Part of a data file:

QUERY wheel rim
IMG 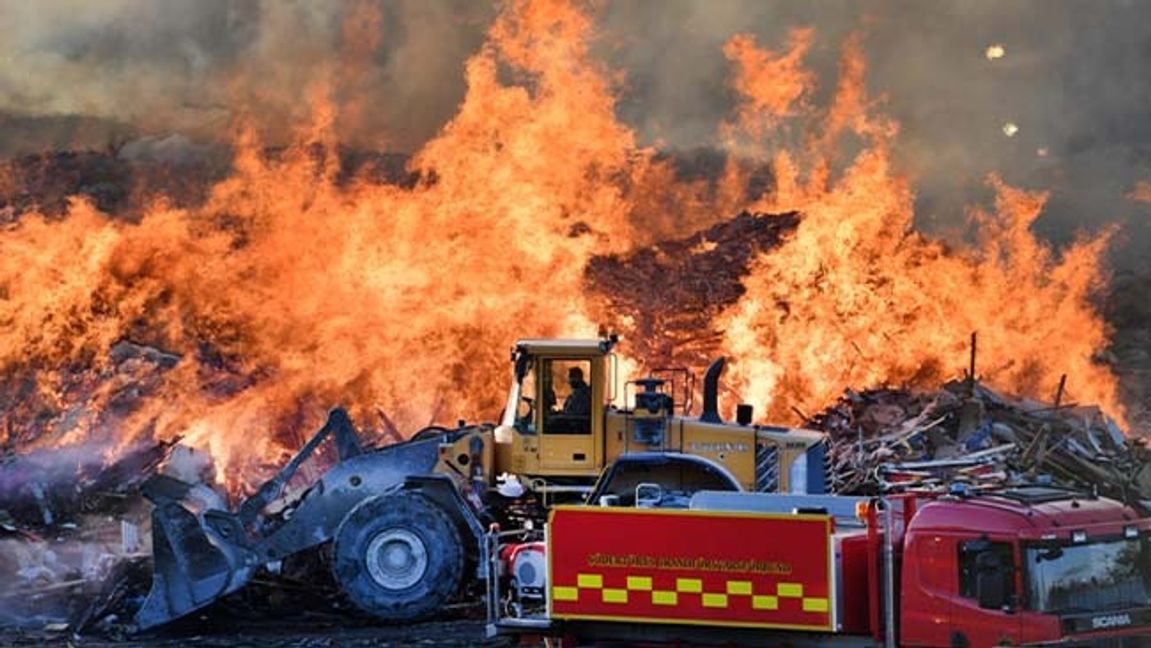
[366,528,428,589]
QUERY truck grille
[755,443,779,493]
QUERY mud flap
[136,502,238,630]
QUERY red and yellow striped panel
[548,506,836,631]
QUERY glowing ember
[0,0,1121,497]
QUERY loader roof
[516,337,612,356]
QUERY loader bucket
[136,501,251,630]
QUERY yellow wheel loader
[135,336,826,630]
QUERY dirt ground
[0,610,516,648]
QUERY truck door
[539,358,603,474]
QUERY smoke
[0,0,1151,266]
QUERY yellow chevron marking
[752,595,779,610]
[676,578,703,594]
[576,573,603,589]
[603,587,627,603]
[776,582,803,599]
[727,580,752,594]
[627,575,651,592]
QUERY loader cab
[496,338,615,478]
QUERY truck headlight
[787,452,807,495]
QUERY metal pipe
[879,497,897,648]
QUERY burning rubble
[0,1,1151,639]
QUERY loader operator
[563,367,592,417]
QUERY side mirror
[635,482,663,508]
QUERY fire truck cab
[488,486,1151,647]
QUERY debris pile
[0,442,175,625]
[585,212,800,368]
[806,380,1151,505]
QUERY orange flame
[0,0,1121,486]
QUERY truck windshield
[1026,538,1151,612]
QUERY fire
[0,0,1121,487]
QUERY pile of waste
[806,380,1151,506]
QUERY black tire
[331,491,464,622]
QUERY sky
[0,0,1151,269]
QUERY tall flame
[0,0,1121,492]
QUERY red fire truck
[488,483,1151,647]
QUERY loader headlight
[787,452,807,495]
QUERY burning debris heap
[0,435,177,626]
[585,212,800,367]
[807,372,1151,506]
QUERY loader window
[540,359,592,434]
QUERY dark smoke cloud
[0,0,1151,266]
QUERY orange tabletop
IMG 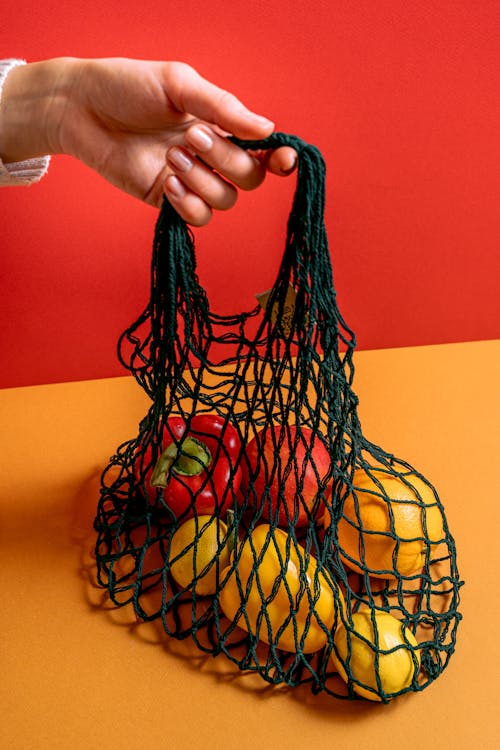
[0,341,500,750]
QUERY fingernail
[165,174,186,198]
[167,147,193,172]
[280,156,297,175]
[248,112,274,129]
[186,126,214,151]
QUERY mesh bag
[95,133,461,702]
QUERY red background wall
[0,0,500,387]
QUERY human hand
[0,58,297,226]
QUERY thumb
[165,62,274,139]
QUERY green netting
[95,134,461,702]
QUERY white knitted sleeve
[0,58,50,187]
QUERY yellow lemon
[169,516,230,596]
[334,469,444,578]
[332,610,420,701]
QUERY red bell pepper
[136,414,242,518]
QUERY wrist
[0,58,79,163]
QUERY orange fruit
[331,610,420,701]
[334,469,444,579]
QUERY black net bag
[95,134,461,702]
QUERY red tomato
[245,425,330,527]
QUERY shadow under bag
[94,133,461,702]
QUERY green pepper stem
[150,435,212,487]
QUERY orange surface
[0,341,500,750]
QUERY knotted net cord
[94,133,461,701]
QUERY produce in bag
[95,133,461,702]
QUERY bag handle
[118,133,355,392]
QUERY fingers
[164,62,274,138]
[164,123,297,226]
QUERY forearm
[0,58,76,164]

* * *

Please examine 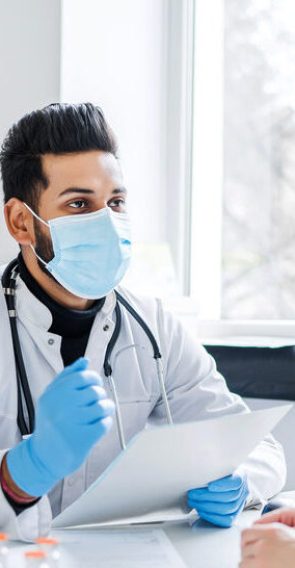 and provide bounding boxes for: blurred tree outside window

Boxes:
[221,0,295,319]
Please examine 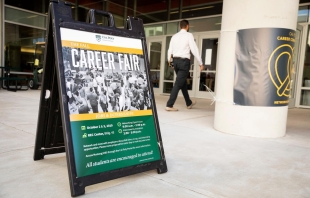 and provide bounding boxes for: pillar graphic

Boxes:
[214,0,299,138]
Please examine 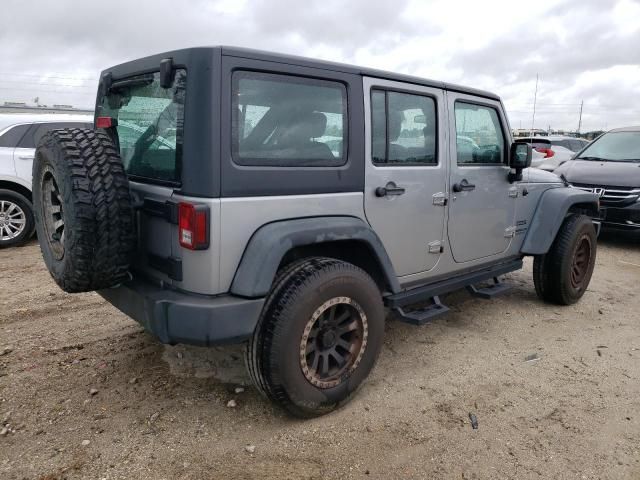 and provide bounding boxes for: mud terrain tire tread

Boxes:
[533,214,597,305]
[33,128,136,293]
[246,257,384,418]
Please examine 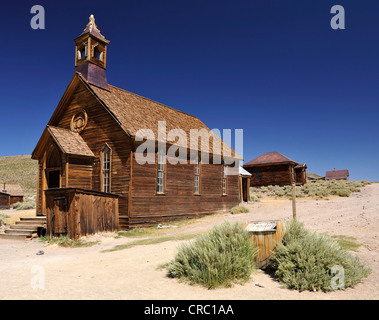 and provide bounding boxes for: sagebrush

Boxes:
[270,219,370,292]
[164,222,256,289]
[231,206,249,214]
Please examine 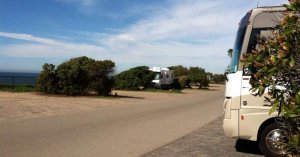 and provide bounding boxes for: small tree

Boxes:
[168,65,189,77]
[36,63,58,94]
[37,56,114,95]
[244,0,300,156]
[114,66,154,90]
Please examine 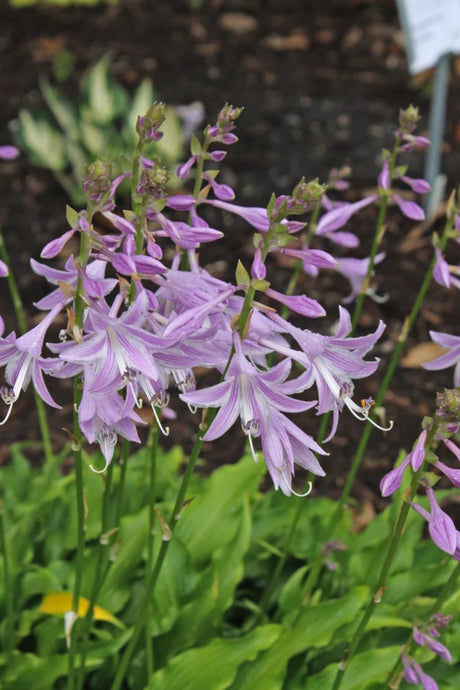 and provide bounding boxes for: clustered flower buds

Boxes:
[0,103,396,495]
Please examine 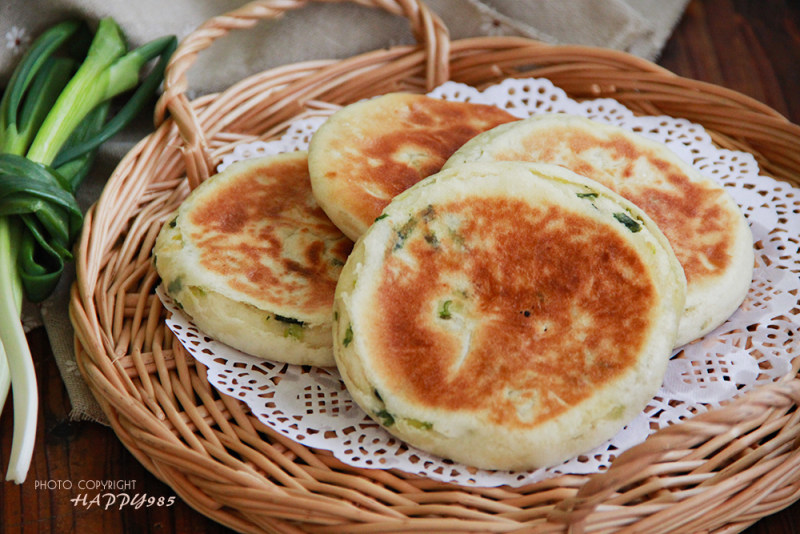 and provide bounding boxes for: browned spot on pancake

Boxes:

==

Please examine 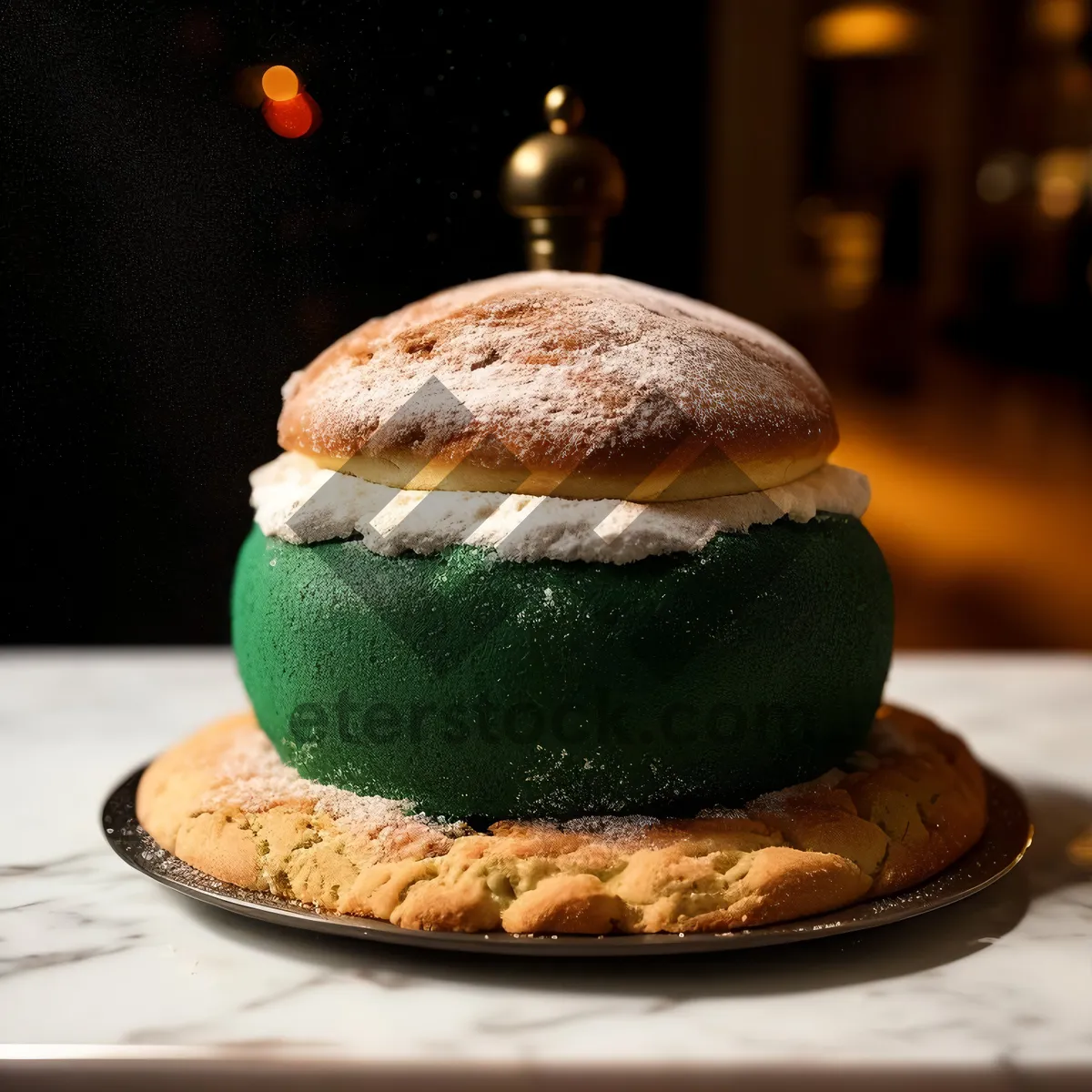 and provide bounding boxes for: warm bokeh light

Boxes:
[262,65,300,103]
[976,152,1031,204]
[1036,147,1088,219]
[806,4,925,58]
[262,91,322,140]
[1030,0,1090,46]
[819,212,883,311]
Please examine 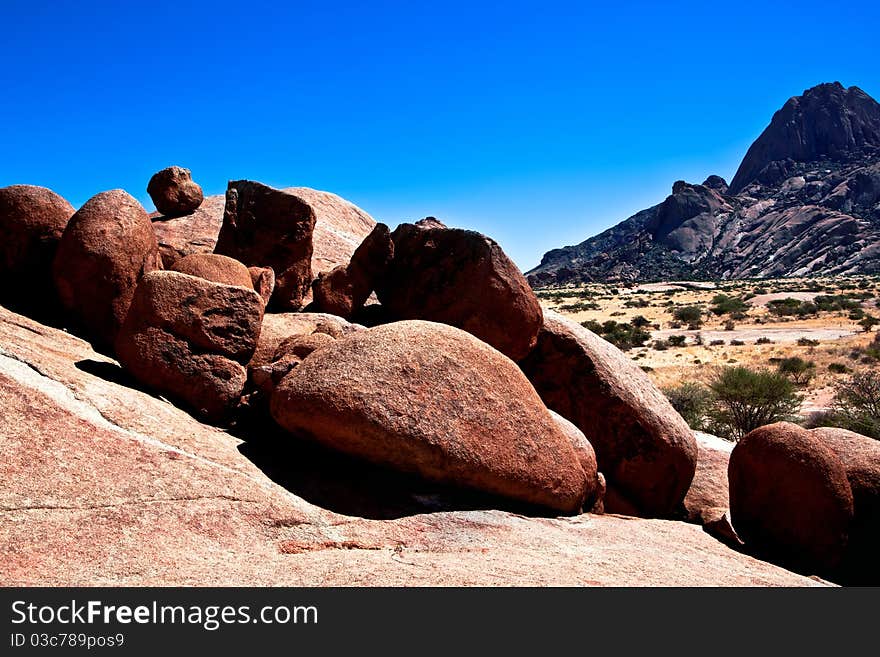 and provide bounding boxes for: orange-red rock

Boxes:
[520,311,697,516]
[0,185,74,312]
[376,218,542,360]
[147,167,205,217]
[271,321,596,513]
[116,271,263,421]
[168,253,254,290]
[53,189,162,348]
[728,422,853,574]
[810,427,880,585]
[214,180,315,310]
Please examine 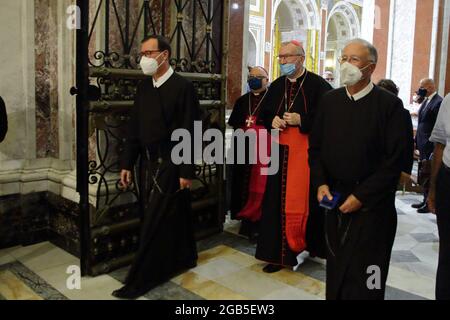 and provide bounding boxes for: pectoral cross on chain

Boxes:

Work required
In the part that opens with the line containing "QUERY green netting" and closes with the line containing "[0,58,76,164]", replace "bag" with "sack" and give those lines back with nothing else changed.

Written reply
QUERY green netting
[95,134,461,702]
QUERY white knitted sleeve
[0,58,50,187]
QUERY yellow lemon
[169,516,230,596]
[334,469,444,578]
[332,610,420,701]
QUERY red bell pepper
[136,414,242,518]
QUERY wrist
[0,58,79,163]
QUERY orange fruit
[331,610,420,701]
[334,469,444,579]
QUERY black net sack
[95,134,461,702]
QUERY red tomato
[245,425,330,527]
QUERY shadow under sack
[94,133,461,702]
QUERY green pepper stem
[150,435,212,487]
QUERY orange surface
[0,341,500,750]
QUERY knotted net cord
[94,133,461,701]
QUERY produce in sack
[95,133,461,702]
QUERY sack handle
[118,133,355,392]
QUERY fingers
[164,62,274,138]
[164,123,297,226]
QUERY forearm
[0,58,76,164]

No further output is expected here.